[START OF Exercise inputs]

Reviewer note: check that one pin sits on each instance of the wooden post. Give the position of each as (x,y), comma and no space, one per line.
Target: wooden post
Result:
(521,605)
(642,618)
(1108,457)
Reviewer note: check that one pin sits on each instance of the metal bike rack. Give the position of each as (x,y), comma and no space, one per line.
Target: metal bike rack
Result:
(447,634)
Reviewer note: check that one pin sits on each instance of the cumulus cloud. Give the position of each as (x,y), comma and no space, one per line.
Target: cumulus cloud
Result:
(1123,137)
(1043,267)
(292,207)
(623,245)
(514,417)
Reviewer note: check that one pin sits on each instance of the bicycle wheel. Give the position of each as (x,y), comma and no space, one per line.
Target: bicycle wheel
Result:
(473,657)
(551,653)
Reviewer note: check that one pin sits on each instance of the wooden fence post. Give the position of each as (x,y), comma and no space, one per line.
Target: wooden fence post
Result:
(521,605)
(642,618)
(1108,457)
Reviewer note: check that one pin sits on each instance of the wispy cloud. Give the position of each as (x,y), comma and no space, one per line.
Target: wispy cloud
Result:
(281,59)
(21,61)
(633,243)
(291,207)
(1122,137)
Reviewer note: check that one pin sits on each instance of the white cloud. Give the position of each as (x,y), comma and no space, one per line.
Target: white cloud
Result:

[END OF Exercise inputs]
[START OF Exercise inputs]

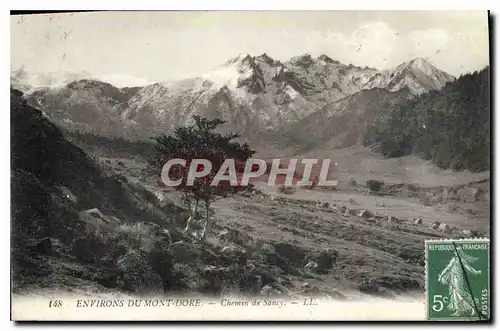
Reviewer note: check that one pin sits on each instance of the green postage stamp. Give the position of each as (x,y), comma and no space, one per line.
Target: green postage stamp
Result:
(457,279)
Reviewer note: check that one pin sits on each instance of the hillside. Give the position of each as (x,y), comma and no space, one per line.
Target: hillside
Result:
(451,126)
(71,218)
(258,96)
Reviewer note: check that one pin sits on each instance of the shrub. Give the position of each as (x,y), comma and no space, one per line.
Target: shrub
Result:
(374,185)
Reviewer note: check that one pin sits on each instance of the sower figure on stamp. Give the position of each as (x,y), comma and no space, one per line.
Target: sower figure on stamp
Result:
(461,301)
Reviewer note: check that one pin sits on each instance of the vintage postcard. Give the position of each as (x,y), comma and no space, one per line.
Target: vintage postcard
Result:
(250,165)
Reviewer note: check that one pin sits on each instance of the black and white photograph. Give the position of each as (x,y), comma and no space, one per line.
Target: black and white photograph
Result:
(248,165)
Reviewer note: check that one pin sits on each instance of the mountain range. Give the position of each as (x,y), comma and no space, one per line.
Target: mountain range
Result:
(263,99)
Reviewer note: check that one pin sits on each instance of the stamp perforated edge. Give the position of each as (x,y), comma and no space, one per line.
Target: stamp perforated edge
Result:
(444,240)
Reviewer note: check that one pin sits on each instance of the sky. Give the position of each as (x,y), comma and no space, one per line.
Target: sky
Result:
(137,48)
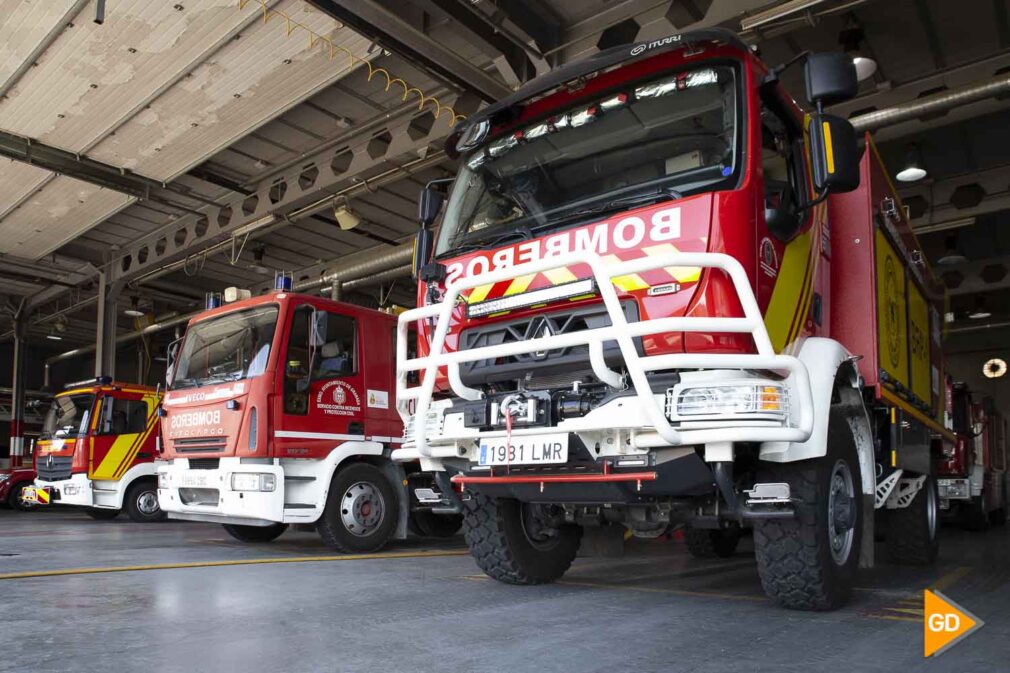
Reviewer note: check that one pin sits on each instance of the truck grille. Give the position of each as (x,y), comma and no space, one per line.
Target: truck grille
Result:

[END OF Exercise inputs]
[START OF Exercise inputs]

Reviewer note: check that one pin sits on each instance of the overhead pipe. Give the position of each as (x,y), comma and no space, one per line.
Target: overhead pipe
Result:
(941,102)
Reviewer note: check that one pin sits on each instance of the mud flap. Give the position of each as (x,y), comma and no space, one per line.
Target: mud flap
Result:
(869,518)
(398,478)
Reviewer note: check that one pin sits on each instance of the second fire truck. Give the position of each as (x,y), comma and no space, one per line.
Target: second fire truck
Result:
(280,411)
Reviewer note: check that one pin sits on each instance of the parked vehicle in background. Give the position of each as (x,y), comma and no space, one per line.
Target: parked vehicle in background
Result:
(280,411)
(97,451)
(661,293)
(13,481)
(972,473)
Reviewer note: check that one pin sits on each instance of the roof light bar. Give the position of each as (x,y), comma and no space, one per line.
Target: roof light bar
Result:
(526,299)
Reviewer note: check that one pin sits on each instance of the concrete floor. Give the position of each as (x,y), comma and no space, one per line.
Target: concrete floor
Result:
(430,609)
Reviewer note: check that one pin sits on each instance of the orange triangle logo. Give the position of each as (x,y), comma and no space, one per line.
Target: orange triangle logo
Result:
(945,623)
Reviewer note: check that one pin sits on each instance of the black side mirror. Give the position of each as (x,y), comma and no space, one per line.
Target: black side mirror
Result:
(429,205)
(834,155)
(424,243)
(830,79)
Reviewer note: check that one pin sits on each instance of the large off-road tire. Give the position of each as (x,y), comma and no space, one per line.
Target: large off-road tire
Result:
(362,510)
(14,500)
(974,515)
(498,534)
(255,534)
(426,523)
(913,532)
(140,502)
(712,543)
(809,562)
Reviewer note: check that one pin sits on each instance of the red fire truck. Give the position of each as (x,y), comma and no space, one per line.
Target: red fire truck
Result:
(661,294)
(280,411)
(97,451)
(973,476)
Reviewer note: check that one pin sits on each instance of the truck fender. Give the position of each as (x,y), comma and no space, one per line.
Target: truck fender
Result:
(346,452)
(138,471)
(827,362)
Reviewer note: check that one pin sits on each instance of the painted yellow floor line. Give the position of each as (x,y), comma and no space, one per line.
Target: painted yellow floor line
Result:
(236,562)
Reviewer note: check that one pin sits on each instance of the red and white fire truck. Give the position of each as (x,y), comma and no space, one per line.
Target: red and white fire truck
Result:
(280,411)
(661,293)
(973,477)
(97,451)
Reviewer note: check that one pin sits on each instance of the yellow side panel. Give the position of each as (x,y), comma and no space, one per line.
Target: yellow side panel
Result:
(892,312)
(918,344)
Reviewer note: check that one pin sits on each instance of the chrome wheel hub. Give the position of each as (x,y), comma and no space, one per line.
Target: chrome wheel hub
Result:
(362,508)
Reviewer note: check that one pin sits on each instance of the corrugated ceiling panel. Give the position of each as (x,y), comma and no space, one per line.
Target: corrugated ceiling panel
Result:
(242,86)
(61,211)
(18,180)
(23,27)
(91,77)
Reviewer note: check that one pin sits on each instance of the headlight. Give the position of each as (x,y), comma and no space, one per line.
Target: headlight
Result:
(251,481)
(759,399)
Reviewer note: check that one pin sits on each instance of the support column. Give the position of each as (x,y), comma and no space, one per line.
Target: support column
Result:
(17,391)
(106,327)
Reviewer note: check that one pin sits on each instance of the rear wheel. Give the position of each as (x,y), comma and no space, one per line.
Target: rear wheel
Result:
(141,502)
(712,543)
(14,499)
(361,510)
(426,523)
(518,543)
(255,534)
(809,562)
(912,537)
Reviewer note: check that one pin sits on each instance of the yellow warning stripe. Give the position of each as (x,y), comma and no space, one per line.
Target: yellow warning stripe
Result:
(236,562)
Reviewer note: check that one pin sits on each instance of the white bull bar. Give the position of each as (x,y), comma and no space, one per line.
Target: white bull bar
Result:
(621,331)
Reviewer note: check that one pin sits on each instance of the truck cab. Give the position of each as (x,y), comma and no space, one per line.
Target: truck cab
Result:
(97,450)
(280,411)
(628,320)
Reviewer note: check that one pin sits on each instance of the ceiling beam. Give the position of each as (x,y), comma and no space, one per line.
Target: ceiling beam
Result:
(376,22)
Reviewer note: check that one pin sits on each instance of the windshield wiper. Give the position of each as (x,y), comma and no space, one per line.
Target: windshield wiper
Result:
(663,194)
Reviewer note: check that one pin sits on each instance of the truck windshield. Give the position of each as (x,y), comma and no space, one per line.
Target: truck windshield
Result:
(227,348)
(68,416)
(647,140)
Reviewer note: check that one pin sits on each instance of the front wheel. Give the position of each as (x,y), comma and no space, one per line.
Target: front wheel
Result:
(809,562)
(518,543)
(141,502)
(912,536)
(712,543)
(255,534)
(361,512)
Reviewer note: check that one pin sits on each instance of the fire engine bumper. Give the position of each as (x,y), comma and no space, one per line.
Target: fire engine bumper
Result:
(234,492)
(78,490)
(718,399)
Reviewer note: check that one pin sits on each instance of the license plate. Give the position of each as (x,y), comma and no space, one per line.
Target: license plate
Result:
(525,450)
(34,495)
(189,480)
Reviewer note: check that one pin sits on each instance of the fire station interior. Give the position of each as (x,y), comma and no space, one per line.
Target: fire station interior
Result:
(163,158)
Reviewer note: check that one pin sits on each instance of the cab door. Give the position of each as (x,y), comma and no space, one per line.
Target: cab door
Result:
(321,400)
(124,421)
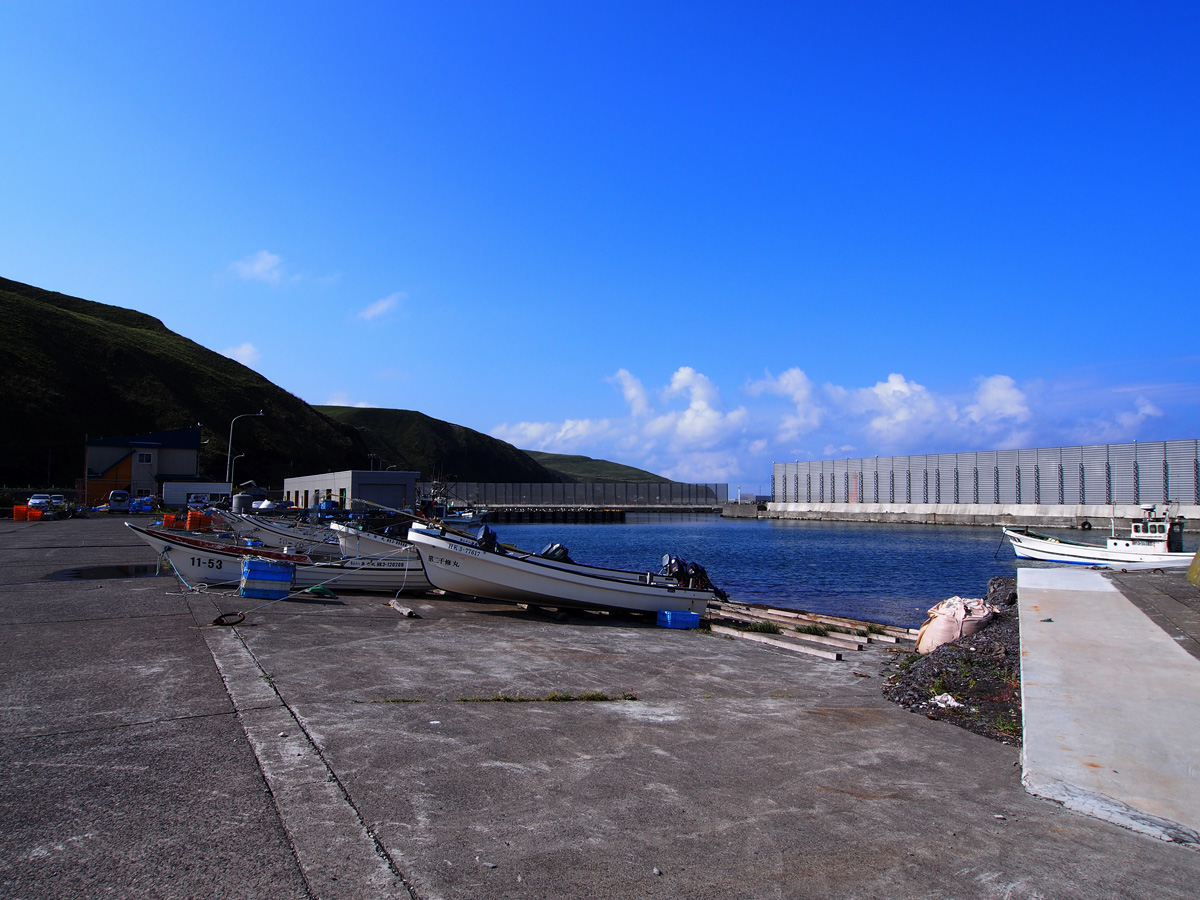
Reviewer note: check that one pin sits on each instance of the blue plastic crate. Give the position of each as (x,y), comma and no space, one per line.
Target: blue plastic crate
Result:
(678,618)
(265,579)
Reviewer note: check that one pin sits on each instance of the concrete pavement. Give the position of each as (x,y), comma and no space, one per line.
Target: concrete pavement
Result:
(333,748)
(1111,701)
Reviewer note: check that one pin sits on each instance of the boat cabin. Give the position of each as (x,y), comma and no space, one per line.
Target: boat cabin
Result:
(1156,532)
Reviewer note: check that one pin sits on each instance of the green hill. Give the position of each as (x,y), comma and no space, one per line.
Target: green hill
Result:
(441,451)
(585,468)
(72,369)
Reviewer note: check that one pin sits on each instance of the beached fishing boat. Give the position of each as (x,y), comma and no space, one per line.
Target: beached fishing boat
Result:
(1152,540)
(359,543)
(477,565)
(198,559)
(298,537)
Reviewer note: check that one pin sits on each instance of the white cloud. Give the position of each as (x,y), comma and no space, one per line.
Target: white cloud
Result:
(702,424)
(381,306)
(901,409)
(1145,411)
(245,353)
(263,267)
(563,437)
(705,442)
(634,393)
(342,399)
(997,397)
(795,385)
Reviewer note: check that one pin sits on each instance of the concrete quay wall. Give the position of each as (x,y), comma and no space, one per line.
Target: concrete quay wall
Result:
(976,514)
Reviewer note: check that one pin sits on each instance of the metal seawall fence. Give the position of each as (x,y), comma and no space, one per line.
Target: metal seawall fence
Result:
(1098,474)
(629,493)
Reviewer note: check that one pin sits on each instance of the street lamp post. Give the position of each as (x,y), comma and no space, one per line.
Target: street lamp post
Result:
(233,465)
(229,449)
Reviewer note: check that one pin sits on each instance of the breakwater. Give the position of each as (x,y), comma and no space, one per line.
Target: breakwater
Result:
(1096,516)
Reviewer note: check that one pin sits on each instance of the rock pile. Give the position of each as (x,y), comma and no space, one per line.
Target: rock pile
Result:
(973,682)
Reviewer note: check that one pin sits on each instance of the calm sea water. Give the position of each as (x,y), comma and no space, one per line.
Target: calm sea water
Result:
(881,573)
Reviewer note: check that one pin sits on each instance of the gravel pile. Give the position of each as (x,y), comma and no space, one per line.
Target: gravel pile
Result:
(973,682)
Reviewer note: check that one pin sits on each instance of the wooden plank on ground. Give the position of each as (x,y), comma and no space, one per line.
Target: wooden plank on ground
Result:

[END OF Exercise inputs]

== What you have to do ==
Count the lines of the dataset records that contain the string "large", and give only that number.

== Output of the task ==
2